Please retype the data in full, exactly as given.

DATA SHOWN:
= Beginning of Section =

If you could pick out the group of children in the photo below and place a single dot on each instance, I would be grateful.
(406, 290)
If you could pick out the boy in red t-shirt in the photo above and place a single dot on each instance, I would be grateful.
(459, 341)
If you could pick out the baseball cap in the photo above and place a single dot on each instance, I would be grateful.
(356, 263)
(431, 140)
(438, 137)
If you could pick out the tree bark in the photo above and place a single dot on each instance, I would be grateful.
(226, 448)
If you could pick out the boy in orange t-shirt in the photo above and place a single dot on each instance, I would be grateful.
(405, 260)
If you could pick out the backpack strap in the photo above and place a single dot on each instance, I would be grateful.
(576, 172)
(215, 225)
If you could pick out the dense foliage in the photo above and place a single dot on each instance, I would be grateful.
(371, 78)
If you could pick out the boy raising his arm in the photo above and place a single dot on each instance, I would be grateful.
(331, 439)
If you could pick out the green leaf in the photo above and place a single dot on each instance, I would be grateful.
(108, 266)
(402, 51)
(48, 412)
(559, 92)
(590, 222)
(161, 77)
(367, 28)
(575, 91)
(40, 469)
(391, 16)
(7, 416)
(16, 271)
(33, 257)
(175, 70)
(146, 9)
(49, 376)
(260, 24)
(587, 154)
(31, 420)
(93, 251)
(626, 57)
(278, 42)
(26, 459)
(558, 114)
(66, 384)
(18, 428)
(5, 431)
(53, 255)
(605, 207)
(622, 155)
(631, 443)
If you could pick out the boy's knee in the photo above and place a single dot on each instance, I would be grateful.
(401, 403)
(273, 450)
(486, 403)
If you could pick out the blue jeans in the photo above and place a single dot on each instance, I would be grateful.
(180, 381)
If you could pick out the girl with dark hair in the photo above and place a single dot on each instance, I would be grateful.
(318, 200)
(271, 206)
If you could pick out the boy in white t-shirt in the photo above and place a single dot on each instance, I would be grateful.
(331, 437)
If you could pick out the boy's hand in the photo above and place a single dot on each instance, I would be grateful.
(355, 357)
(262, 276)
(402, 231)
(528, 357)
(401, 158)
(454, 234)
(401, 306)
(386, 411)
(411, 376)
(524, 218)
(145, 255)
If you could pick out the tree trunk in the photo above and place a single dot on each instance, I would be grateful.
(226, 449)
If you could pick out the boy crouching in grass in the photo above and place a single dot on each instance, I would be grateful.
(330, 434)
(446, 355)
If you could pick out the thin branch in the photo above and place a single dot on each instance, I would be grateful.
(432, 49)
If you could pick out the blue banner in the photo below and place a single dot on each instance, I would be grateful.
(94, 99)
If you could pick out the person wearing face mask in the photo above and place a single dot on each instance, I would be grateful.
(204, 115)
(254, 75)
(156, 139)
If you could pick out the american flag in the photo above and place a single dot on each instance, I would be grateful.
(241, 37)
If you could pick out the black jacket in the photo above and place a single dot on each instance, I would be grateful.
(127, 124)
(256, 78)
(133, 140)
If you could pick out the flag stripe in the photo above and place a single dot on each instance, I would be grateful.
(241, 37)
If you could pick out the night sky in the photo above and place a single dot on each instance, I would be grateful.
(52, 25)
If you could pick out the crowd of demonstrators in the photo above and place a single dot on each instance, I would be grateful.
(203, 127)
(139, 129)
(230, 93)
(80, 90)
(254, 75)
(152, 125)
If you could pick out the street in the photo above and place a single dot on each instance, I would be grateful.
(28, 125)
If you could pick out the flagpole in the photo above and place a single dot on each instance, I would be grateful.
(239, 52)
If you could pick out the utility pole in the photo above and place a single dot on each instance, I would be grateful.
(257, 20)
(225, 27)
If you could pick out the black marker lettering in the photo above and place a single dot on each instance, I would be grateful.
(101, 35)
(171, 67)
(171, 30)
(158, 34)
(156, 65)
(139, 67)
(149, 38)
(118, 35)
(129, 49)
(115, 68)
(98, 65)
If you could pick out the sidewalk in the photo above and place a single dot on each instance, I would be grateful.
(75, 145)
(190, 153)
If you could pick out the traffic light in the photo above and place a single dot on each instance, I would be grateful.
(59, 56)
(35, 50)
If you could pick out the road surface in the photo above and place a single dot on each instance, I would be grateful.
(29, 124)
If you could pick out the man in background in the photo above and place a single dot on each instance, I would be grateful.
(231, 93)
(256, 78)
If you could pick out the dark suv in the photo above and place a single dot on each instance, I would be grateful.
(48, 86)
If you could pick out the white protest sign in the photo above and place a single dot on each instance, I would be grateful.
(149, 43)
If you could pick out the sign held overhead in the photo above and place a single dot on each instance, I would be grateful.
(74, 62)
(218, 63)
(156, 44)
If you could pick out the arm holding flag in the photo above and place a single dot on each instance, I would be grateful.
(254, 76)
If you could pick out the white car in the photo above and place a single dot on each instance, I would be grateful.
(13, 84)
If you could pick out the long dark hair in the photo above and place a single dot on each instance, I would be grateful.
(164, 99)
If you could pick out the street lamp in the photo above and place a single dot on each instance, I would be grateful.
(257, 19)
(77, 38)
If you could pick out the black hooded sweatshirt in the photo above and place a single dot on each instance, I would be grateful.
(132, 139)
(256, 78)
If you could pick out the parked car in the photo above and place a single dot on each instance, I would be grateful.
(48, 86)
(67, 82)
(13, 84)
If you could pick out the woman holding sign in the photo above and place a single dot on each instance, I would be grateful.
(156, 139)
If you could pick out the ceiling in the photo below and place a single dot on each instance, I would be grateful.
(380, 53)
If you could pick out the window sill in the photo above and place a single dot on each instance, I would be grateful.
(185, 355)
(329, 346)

= End of Section =

RESULT OF THIS EXERCISE:
If you could pick out the group of children in the photo below and place a single dot on each instance, I would be grateful.
(406, 290)
If you could pick out the boy in red t-shirt in the photo above and place a single dot on each instance, I would be grateful.
(459, 341)
If you could pick out the baseball cap in the photo above and place a single dot on each instance, I would be grateful.
(356, 263)
(431, 140)
(438, 137)
If you could pick out the tree bark in the photo above and place a single dot on each instance, I would be grateful.
(226, 448)
If you could pick out the boy in orange t-shirt in the photo above and place a single dot on each instance, I would be grateful.
(405, 260)
If you could pick out the backpack strap in the photo above and place a single dot on each instance, I would be grateful.
(576, 172)
(215, 225)
If you could pick out the dense foliage in the photo above and place a single dot on each instance, I would be grateful.
(371, 78)
If you could pick out the boy raising his arm in the photo above and place a single dot on each instance, I would be grateful.
(331, 439)
If you could pick out the green leaf in the photo above and place a single dot on each instance, I would be grateful.
(108, 266)
(402, 51)
(48, 412)
(559, 92)
(590, 222)
(161, 77)
(367, 28)
(575, 91)
(40, 469)
(391, 16)
(7, 416)
(16, 271)
(33, 257)
(175, 70)
(146, 9)
(49, 376)
(260, 24)
(587, 154)
(31, 420)
(93, 251)
(626, 57)
(278, 42)
(26, 459)
(558, 114)
(66, 384)
(18, 428)
(5, 431)
(53, 255)
(605, 207)
(622, 155)
(631, 443)
If you could pick out the boy's knee in the photo above and place a single dot on each instance, I would be grateful.
(401, 403)
(273, 450)
(486, 403)
If you could pick out the blue jeans in the photo above and place a single dot on each instance, I would be grateful.
(180, 381)
If you could pick out the girl with dark hair in the photo above and place a single dot on each instance, I would be grateful.
(318, 200)
(271, 206)
If you could pick out the boy in white t-shirt in the photo above and place a single dot on each instance, I would be grateful.
(331, 437)
If you could pick out the boy's hand in the photo above and place a single dot on each instance, I would be grateful.
(355, 357)
(262, 276)
(402, 231)
(528, 357)
(401, 158)
(454, 234)
(401, 306)
(386, 411)
(411, 376)
(524, 218)
(145, 255)
If you could pick out the tree trunk in the photo above and place a single dot on each instance, I would be grateful.
(226, 449)
If you could pick out the boy crouching in grass in the photo above and place a single dot on each instance, I would be grateful.
(330, 434)
(446, 355)
If you could pick out the thin branch in the photo above and place a single dot on each instance, I would be grateful.
(432, 49)
If you could pick out the blue banner in the photo below and place a single dot on each instance, I would be grateful.
(94, 99)
If you could pick out the person wearing face mask in the photo above and place a single dot on each instance, I would be grateful.
(204, 115)
(254, 75)
(156, 139)
If you could pick out the american flag in the photo above and place a single dot on each instance, I would be grateful.
(241, 37)
If you could pick out the black jacket in the photo above and place a single dot on each instance, I would be grateful.
(127, 124)
(256, 78)
(133, 140)
If you could pick out the flag stripe in the photo above and place a single dot on each instance, I would be grateful.
(241, 37)
If you could pick out the night sky in the photo above and place a single dot on each instance, I would be grateful.
(52, 25)
If you could pick out the crowd of demonstrators in the photo above and place a single dot on each instance, I would be grateful.
(203, 127)
(139, 129)
(230, 93)
(80, 90)
(254, 75)
(152, 125)
If you could pick out the street in the photo above and place a single dot on each instance, I would be grateful.
(28, 125)
If you could pick out the flagpole in the photo above and place a single dot on each instance, I would be grateful.
(239, 52)
If you could pick out the utility pole in the photo above and place a single dot on each instance, I would be grateful.
(257, 20)
(225, 27)
If you could pick out the black marker lettering in the photo above and place a single dot on each instance, I would be grateful.
(101, 35)
(171, 67)
(171, 30)
(158, 34)
(156, 65)
(139, 67)
(149, 38)
(118, 35)
(129, 49)
(115, 68)
(98, 65)
If you could pick out the sidewalk in the photo above and place a single dot on each instance, I would be grateful.
(75, 145)
(190, 153)
If you could pick out the traffic light in the photo above and place a single dot on each instance, I would be grateful.
(59, 56)
(35, 50)
If you could pick out the road surface in the photo above and place a single dot on each instance, I would be grateful.
(29, 124)
If you could pick out the man in background in the photo above and place a single dot on each instance, I would be grateful.
(231, 93)
(256, 78)
If you could pick out the dark suv in the photo above and place a single dot on each instance, I would be grateful.
(48, 86)
If you could pick out the white protest sign in the photo above and place a single dot on each instance, I would be grateful.
(149, 43)
If you could pick out the sign held overhead in the photo above and place a single dot on each instance, I would be grateful.
(74, 62)
(218, 63)
(156, 44)
If you could pick out the arm holding flag in the photo above and place a single dot on each instance, I would be grateful.
(254, 76)
If you could pick out the white car in the photo above and place a single dot on each instance, I would be grateful.
(13, 84)
If you could pick out the long dark hair in the photo above and place a single dot on each instance, I would be grateful.
(164, 99)
If you could pick out the street lamp in the photo above and place a single dot on each instance, I would be grateful.
(257, 19)
(77, 38)
If you could pick out the black hooded sweatshirt in the photo above and place a single dot on each instance, I would be grateful.
(132, 139)
(256, 78)
If you could pick out the parked car in the photo above and place a single dot on each instance, I would be grateful.
(48, 86)
(67, 82)
(13, 84)
If you could pick out the woman holding sign in the photo above and place a single dot on each instance, I would be grateful.
(156, 139)
If you could pick out the ceiling in the photo below and place a single dot on each instance, I would be grateful.
(380, 53)
If you could pick out the window sill in the photo above and place a single dot on each instance, I would be grateful.
(185, 355)
(329, 346)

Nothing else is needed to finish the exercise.